WHAT TO PRODUCE: Copy out the data word for word, without any of its pictures.

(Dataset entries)
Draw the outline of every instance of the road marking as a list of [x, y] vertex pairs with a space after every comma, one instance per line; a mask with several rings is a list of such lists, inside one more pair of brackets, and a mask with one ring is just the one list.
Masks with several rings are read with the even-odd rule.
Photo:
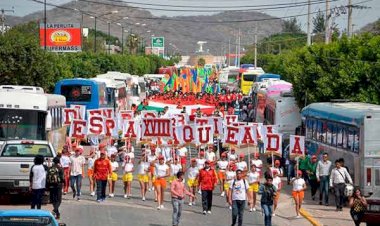
[[309, 212], [307, 212], [304, 208], [300, 209], [300, 214], [306, 218], [313, 226], [323, 226], [319, 221], [317, 221]]

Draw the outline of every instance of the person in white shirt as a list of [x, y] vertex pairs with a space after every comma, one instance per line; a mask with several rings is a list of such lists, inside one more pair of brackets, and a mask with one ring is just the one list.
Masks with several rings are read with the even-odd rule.
[[229, 189], [229, 201], [228, 203], [232, 206], [232, 224], [236, 224], [238, 220], [238, 226], [243, 225], [243, 214], [245, 208], [245, 201], [247, 200], [248, 182], [243, 179], [243, 171], [236, 170], [236, 179], [232, 180]]
[[177, 155], [180, 157], [181, 159], [181, 165], [182, 165], [182, 169], [186, 169], [186, 157], [187, 157], [187, 148], [186, 147], [182, 147], [180, 149], [178, 149], [178, 152], [177, 152]]
[[215, 152], [213, 150], [213, 147], [208, 148], [208, 151], [206, 153], [206, 161], [210, 162], [211, 167], [215, 166], [216, 155], [215, 155]]
[[116, 181], [118, 179], [117, 170], [119, 169], [119, 163], [117, 163], [117, 161], [116, 161], [116, 155], [115, 154], [111, 155], [111, 167], [112, 167], [112, 173], [108, 177], [108, 189], [109, 189], [108, 192], [109, 192], [110, 198], [115, 196], [114, 195], [115, 184], [116, 184]]
[[304, 191], [306, 190], [306, 182], [302, 178], [301, 170], [297, 171], [297, 176], [296, 178], [293, 178], [291, 180], [291, 183], [293, 185], [292, 195], [293, 195], [294, 202], [296, 205], [296, 218], [300, 218], [301, 204], [302, 204], [303, 198], [305, 197]]
[[247, 162], [244, 160], [244, 158], [245, 158], [244, 153], [240, 153], [239, 160], [236, 163], [236, 167], [238, 170], [241, 170], [245, 176], [248, 171], [248, 167], [247, 167]]
[[[190, 167], [187, 169], [187, 186], [193, 195], [195, 195], [198, 187], [198, 175], [197, 161], [196, 159], [191, 159]], [[195, 205], [195, 198], [190, 196], [189, 199], [189, 206]]]
[[90, 195], [95, 196], [95, 181], [94, 181], [94, 162], [95, 151], [91, 150], [87, 159], [87, 177], [90, 184]]
[[251, 160], [251, 164], [256, 166], [256, 171], [258, 173], [260, 173], [260, 176], [262, 176], [263, 161], [261, 161], [259, 153], [255, 153], [253, 155], [253, 159]]
[[[224, 183], [224, 191], [226, 192], [226, 202], [228, 203], [230, 198], [230, 185], [236, 178], [236, 165], [235, 163], [229, 163], [226, 171], [226, 182]], [[232, 210], [232, 206], [229, 205], [229, 209]]]
[[60, 159], [61, 166], [63, 168], [63, 176], [65, 183], [63, 184], [63, 194], [66, 195], [69, 192], [70, 186], [70, 152], [67, 148], [63, 149]]
[[259, 191], [260, 185], [260, 173], [256, 171], [256, 166], [251, 165], [251, 171], [248, 173], [248, 200], [249, 200], [249, 212], [256, 211], [256, 197]]
[[203, 169], [205, 167], [205, 162], [206, 162], [206, 159], [205, 159], [205, 152], [204, 151], [200, 151], [199, 152], [199, 158], [197, 158], [197, 167], [199, 170]]
[[235, 153], [235, 148], [231, 148], [228, 152], [228, 161], [235, 162], [237, 160], [237, 154]]
[[343, 198], [346, 182], [352, 184], [350, 174], [345, 167], [341, 166], [339, 160], [335, 161], [335, 168], [331, 170], [330, 187], [335, 191], [336, 211], [343, 211]]
[[141, 198], [145, 201], [146, 192], [148, 191], [148, 183], [149, 183], [149, 163], [147, 162], [146, 152], [141, 152], [141, 159], [139, 160], [139, 164], [137, 166], [137, 178], [140, 183], [140, 192]]
[[42, 198], [46, 188], [46, 171], [47, 167], [44, 165], [44, 157], [37, 155], [34, 158], [34, 165], [30, 169], [29, 190], [32, 192], [31, 209], [41, 209]]
[[171, 184], [177, 177], [177, 173], [182, 171], [182, 166], [178, 161], [178, 158], [174, 159], [174, 163], [170, 164], [170, 178], [169, 183]]
[[173, 160], [173, 150], [170, 147], [163, 147], [160, 153], [165, 158], [165, 163], [169, 164]]
[[156, 148], [154, 146], [150, 147], [150, 154], [148, 155], [147, 160], [149, 163], [149, 184], [150, 184], [148, 191], [151, 191], [153, 187], [153, 179], [154, 179], [154, 172], [155, 172], [154, 166], [157, 161]]
[[164, 191], [166, 189], [166, 178], [170, 175], [169, 166], [165, 164], [165, 158], [163, 156], [158, 157], [159, 163], [156, 163], [155, 176], [156, 180], [154, 181], [155, 190], [157, 191], [157, 209], [164, 208]]
[[[124, 198], [130, 198], [132, 196], [131, 185], [133, 181], [133, 162], [129, 156], [125, 156], [125, 162], [123, 163], [123, 182], [124, 182]], [[144, 196], [143, 196], [144, 197]]]
[[273, 172], [274, 171], [277, 171], [277, 174], [278, 174], [278, 176], [279, 177], [282, 177], [282, 176], [284, 176], [284, 174], [283, 174], [283, 170], [282, 170], [282, 168], [280, 167], [280, 160], [276, 160], [276, 161], [274, 161], [274, 167], [269, 167], [269, 169], [270, 169], [270, 172], [271, 172], [271, 174], [273, 175]]
[[281, 189], [282, 189], [282, 181], [279, 175], [279, 172], [277, 170], [272, 171], [273, 175], [273, 186], [276, 188], [276, 197], [273, 199], [273, 213], [272, 216], [275, 216], [275, 211], [277, 209], [278, 200], [280, 199]]
[[[117, 143], [115, 143], [117, 145]], [[117, 148], [115, 145], [111, 145], [107, 147], [107, 156], [108, 158], [111, 158], [111, 155], [116, 155], [117, 154]]]
[[83, 148], [79, 146], [75, 149], [75, 155], [70, 157], [70, 185], [73, 190], [73, 198], [77, 197], [78, 201], [80, 200], [84, 164], [86, 163], [86, 159], [81, 155], [82, 152]]
[[224, 192], [224, 183], [226, 181], [226, 169], [228, 166], [228, 161], [227, 161], [227, 154], [222, 153], [221, 159], [217, 162], [218, 166], [218, 179], [220, 183], [220, 196], [224, 197], [225, 192]]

OUTPUT:
Draw the outline of every instance of the road marking as a list of [x, y] vertex pairs with a space after every comma, one instance per line; a mask with several rings is a list of such lists, inside one more pair of brackets, and a mask with one ring is just the one list.
Masks with several rings are read with the even-odd rule.
Photo:
[[309, 212], [307, 212], [304, 208], [300, 209], [300, 214], [306, 218], [313, 226], [323, 226], [319, 221], [317, 221]]

Draw the outline of every instance of the person in white shirt as a list of [x, y] vertex pairs with a space after every comma, one instance per line; a mask with several rings is a list of such lists, inside one more pair of brackets, and a mask with one ring is just the one list.
Masks with several rings are read with the even-odd rule.
[[229, 189], [229, 201], [228, 203], [232, 206], [232, 224], [236, 224], [238, 220], [238, 226], [243, 225], [243, 214], [245, 208], [245, 201], [247, 200], [248, 182], [243, 179], [243, 171], [236, 170], [236, 179], [232, 180]]
[[177, 155], [180, 157], [181, 159], [181, 165], [182, 165], [182, 169], [186, 169], [186, 157], [187, 157], [187, 148], [186, 147], [182, 147], [180, 149], [178, 149], [178, 152], [177, 152]]
[[215, 152], [213, 150], [213, 147], [208, 148], [208, 151], [206, 153], [206, 161], [210, 162], [211, 167], [215, 166], [216, 155], [215, 155]]
[[116, 181], [118, 179], [117, 170], [119, 169], [119, 163], [117, 163], [117, 161], [116, 161], [116, 155], [115, 154], [111, 155], [111, 167], [112, 167], [112, 173], [108, 177], [108, 189], [109, 189], [108, 192], [109, 192], [110, 198], [115, 196], [114, 195], [115, 184], [116, 184]]
[[304, 191], [306, 190], [306, 182], [302, 178], [301, 170], [297, 171], [297, 176], [296, 178], [293, 178], [291, 180], [291, 183], [293, 185], [292, 195], [293, 195], [294, 202], [296, 205], [296, 218], [300, 218], [301, 204], [302, 204], [303, 198], [305, 197]]
[[247, 162], [244, 160], [244, 158], [245, 158], [244, 153], [240, 153], [239, 160], [236, 163], [236, 167], [238, 170], [241, 170], [245, 176], [248, 171], [248, 167], [247, 167]]
[[[190, 167], [187, 169], [187, 186], [193, 195], [195, 195], [198, 187], [198, 175], [197, 161], [196, 159], [191, 159]], [[195, 205], [195, 198], [190, 196], [189, 199], [189, 206]]]
[[90, 195], [95, 196], [95, 181], [94, 181], [94, 162], [95, 151], [91, 150], [87, 159], [87, 177], [90, 184]]
[[251, 160], [251, 164], [256, 166], [256, 171], [258, 173], [260, 173], [260, 176], [262, 176], [263, 161], [261, 161], [259, 153], [255, 153], [253, 155], [253, 159]]
[[[224, 183], [224, 191], [226, 192], [226, 202], [228, 203], [230, 198], [230, 185], [236, 178], [236, 165], [235, 163], [229, 163], [226, 171], [226, 182]], [[232, 210], [232, 206], [229, 205], [229, 209]]]
[[60, 159], [61, 166], [63, 168], [63, 176], [65, 183], [63, 184], [63, 194], [66, 195], [69, 192], [70, 186], [70, 152], [67, 148], [63, 149]]
[[259, 191], [260, 185], [260, 173], [256, 171], [256, 166], [251, 165], [251, 171], [248, 173], [248, 200], [249, 200], [249, 212], [256, 211], [256, 197]]
[[203, 169], [205, 167], [205, 162], [206, 162], [206, 159], [205, 159], [205, 152], [204, 151], [200, 151], [199, 152], [199, 158], [197, 158], [197, 167], [199, 170]]
[[235, 153], [235, 148], [231, 148], [228, 152], [228, 161], [235, 162], [237, 160], [237, 154]]
[[343, 198], [346, 182], [352, 184], [350, 174], [345, 167], [341, 166], [339, 160], [335, 161], [335, 168], [331, 170], [330, 187], [335, 191], [336, 211], [343, 211]]
[[141, 198], [145, 201], [146, 192], [148, 191], [148, 183], [149, 183], [149, 163], [147, 162], [146, 152], [141, 152], [141, 159], [139, 160], [139, 164], [137, 166], [137, 178], [140, 183], [140, 192]]
[[42, 198], [46, 188], [46, 171], [47, 167], [44, 165], [44, 157], [37, 155], [34, 158], [34, 165], [30, 169], [29, 190], [32, 192], [31, 209], [41, 209]]
[[171, 184], [177, 177], [177, 173], [182, 171], [182, 166], [178, 161], [178, 158], [174, 159], [174, 163], [170, 164], [170, 178], [169, 183]]
[[173, 160], [173, 150], [170, 147], [163, 147], [160, 153], [165, 158], [165, 163], [169, 164]]
[[156, 148], [154, 146], [150, 147], [150, 154], [148, 155], [147, 160], [149, 163], [149, 184], [150, 184], [148, 191], [151, 191], [153, 187], [153, 179], [154, 179], [154, 172], [155, 172], [154, 166], [157, 161]]
[[164, 191], [166, 189], [166, 178], [170, 175], [169, 166], [165, 164], [165, 158], [163, 156], [158, 157], [159, 163], [156, 163], [155, 176], [156, 180], [154, 181], [155, 190], [157, 191], [157, 209], [164, 208]]
[[[124, 198], [130, 198], [132, 196], [131, 185], [133, 181], [133, 162], [129, 156], [125, 156], [125, 162], [123, 163], [123, 182], [124, 182]], [[144, 196], [143, 196], [144, 197]]]
[[273, 172], [274, 171], [277, 171], [277, 174], [278, 174], [278, 176], [279, 177], [282, 177], [282, 176], [284, 176], [284, 174], [283, 174], [283, 170], [282, 170], [282, 168], [280, 167], [280, 160], [276, 160], [276, 161], [274, 161], [274, 167], [269, 167], [269, 169], [270, 169], [270, 172], [271, 172], [271, 174], [273, 175]]
[[281, 189], [282, 189], [282, 181], [279, 175], [279, 172], [277, 170], [272, 171], [273, 175], [273, 186], [276, 188], [276, 197], [273, 199], [273, 213], [272, 216], [275, 216], [275, 211], [277, 209], [278, 200], [280, 199]]
[[[117, 143], [115, 143], [117, 145]], [[117, 148], [115, 145], [111, 145], [107, 147], [107, 156], [108, 158], [111, 158], [111, 155], [116, 155], [117, 154]]]
[[83, 148], [79, 146], [75, 149], [75, 155], [70, 157], [70, 185], [73, 190], [73, 198], [77, 197], [78, 201], [80, 200], [84, 164], [86, 163], [86, 159], [81, 155], [82, 152]]
[[224, 192], [224, 183], [226, 181], [226, 169], [228, 166], [228, 161], [227, 161], [227, 154], [222, 153], [221, 159], [217, 162], [218, 166], [218, 179], [220, 183], [220, 196], [224, 197], [225, 192]]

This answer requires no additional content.